AIM OF THE TASK: How many lines in the entries below contain the string "face"? Reply with the number alone.

== EXTRACTED INFORMATION

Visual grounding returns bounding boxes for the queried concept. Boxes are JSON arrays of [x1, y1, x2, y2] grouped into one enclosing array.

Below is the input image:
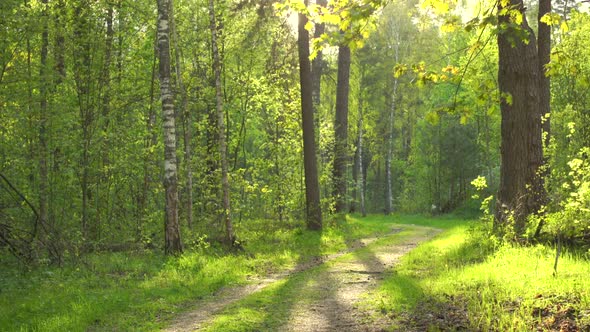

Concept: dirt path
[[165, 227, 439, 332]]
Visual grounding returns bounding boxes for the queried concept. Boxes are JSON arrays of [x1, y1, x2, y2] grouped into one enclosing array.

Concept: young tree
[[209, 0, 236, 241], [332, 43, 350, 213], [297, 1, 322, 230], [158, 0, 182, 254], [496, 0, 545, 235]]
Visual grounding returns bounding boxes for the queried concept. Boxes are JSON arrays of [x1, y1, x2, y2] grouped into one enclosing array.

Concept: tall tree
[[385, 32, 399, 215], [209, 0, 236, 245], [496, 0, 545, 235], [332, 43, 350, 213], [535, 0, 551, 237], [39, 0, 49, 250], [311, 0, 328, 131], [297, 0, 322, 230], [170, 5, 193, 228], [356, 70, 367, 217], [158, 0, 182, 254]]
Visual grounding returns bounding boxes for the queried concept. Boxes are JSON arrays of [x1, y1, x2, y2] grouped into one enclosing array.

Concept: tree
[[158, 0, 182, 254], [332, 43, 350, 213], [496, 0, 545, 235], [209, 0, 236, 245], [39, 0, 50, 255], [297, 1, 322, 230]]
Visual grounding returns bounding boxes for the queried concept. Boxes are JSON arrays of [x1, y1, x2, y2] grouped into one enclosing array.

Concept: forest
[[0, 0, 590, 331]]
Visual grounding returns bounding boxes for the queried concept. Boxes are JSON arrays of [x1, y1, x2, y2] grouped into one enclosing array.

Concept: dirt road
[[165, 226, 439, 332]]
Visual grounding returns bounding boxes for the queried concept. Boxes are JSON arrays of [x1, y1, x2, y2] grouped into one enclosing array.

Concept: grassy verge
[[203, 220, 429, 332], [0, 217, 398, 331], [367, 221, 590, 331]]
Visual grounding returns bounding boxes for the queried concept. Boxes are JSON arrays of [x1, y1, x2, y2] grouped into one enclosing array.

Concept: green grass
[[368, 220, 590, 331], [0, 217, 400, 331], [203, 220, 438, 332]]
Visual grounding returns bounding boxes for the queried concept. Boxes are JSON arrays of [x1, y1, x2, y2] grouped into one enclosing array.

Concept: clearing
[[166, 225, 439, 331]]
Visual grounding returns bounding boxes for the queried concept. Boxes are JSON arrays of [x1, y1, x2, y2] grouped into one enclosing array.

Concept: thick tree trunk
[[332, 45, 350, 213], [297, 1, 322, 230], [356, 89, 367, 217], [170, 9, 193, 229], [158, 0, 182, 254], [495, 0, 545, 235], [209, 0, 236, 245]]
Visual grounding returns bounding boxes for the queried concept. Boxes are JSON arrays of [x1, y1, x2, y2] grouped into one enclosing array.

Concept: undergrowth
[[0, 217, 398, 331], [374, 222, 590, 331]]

====
== EXTRACTED INFORMATION

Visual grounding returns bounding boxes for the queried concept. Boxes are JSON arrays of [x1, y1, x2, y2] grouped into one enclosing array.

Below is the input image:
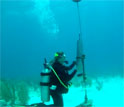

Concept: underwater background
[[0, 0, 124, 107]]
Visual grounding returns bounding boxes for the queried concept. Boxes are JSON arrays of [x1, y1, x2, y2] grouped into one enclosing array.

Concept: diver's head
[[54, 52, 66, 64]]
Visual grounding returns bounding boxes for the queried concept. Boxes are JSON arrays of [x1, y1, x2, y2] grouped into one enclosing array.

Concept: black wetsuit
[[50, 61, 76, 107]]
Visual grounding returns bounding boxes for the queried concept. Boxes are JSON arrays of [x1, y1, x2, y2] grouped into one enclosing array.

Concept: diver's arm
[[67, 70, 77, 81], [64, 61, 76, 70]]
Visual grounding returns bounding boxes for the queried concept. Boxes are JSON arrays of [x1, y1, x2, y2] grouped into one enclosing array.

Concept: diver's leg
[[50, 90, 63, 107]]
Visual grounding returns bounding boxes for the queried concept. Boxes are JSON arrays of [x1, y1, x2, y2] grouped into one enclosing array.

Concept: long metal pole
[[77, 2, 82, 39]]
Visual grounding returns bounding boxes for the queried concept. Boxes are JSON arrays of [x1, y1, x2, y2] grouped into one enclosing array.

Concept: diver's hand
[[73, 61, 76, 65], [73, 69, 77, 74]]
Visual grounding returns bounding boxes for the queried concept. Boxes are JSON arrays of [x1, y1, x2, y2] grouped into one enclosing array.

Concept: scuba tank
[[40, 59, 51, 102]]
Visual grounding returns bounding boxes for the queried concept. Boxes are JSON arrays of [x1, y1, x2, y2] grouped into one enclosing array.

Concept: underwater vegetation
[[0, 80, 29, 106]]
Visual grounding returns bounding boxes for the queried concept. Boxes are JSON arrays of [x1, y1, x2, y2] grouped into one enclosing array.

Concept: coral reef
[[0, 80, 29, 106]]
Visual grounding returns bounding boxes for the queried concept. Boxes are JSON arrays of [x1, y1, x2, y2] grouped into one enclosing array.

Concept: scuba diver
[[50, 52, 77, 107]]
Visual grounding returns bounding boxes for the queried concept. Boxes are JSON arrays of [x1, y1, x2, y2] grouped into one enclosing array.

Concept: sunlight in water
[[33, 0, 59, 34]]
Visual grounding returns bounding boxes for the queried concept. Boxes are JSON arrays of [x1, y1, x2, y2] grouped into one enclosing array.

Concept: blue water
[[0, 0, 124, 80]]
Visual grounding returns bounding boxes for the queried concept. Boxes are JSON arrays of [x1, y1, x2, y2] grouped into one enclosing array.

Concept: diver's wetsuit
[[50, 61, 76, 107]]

====
== EXTRACTED INFORMATION

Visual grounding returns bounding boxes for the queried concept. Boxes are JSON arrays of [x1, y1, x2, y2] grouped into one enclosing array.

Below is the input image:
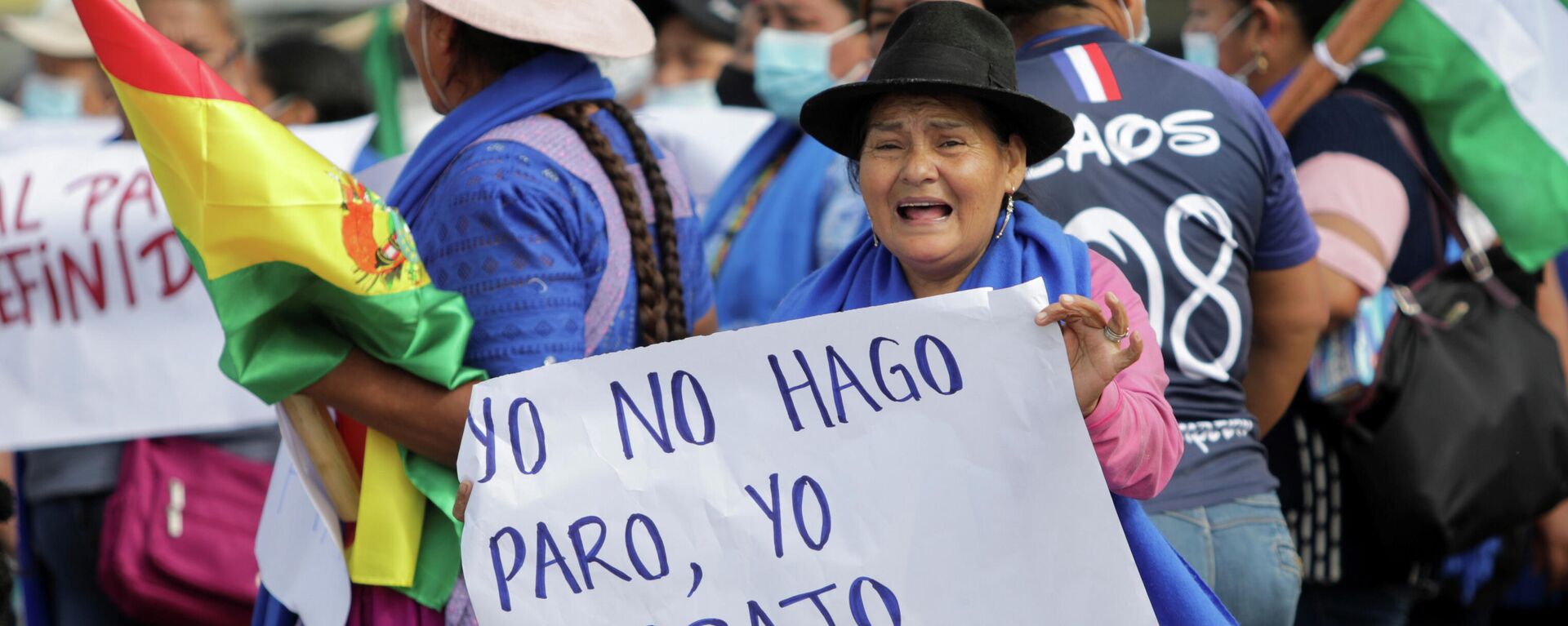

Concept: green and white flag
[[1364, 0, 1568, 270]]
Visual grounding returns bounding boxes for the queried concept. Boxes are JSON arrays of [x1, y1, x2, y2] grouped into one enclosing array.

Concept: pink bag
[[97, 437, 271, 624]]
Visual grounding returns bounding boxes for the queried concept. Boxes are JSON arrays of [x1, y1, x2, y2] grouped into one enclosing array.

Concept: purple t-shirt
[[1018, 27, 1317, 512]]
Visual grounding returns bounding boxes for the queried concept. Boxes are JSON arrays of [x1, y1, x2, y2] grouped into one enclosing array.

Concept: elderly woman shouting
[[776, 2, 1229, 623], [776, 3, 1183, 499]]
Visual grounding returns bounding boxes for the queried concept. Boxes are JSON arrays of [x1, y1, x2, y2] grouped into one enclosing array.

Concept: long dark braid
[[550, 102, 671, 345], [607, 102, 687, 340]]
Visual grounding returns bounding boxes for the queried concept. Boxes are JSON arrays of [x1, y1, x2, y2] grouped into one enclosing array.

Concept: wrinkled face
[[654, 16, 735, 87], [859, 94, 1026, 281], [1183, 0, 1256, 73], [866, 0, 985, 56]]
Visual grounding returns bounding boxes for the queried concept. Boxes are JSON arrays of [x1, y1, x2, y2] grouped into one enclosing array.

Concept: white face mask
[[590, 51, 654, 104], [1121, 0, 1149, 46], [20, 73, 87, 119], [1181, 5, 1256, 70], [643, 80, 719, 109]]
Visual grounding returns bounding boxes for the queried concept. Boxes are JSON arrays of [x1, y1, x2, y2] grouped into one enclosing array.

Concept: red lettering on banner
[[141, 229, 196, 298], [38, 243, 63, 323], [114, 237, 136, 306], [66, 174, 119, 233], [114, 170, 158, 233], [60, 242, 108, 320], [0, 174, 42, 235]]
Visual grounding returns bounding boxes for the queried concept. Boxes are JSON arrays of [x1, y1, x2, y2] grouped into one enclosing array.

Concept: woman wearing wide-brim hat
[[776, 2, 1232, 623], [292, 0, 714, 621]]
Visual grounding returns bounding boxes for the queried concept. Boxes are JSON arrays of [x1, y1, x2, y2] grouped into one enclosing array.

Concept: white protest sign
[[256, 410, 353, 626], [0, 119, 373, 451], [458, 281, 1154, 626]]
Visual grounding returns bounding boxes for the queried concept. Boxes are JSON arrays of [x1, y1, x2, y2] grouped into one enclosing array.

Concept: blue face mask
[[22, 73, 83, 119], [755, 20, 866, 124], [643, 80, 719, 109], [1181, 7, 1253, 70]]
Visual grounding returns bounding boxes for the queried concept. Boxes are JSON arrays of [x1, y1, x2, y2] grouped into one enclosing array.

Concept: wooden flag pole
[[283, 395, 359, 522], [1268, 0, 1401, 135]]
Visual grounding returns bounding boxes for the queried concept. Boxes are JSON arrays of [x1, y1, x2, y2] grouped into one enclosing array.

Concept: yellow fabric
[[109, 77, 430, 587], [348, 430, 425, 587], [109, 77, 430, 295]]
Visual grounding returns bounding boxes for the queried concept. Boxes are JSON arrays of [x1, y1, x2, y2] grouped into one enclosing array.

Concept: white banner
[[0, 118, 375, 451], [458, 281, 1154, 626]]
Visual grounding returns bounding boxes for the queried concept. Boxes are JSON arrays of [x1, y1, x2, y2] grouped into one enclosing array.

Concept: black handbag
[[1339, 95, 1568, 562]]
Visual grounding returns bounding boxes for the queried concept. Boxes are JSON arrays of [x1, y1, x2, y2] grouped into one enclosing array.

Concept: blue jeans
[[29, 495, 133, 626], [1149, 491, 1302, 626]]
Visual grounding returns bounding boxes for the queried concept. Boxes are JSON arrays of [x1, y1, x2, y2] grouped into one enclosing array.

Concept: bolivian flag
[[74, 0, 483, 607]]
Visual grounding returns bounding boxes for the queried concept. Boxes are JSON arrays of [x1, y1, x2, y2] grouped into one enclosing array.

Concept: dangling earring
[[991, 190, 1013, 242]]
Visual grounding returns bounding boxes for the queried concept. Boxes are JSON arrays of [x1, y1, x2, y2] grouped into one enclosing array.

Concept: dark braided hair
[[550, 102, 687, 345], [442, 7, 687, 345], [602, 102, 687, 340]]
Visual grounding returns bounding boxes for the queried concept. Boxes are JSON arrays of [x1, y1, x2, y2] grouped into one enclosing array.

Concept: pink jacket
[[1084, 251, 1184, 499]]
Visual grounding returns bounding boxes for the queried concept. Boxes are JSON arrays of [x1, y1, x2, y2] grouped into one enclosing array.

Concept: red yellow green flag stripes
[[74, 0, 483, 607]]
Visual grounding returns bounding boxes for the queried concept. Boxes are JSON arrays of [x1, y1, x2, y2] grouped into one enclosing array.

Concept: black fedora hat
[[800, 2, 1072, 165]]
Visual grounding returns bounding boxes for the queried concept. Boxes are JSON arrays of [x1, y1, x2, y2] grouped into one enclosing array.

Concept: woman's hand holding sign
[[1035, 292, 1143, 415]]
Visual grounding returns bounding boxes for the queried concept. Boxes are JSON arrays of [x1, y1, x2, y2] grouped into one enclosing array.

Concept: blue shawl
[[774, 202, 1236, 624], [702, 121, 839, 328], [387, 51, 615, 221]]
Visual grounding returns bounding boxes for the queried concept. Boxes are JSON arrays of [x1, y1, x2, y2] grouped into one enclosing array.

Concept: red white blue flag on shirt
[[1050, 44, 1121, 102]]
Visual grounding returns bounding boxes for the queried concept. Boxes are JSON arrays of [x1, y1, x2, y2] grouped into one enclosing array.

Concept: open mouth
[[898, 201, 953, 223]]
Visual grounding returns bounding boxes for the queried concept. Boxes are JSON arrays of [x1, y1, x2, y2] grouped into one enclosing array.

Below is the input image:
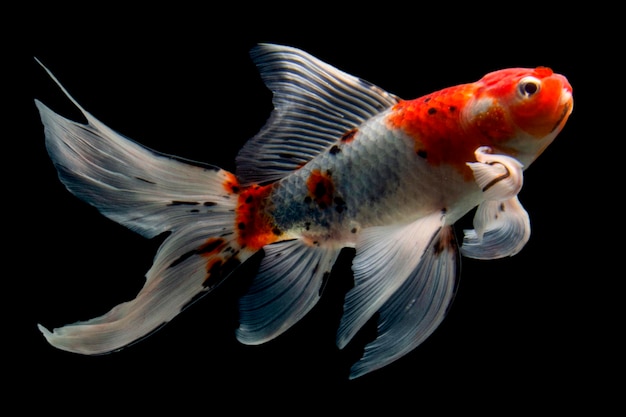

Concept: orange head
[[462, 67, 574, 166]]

====

TASK SOLUTION: 3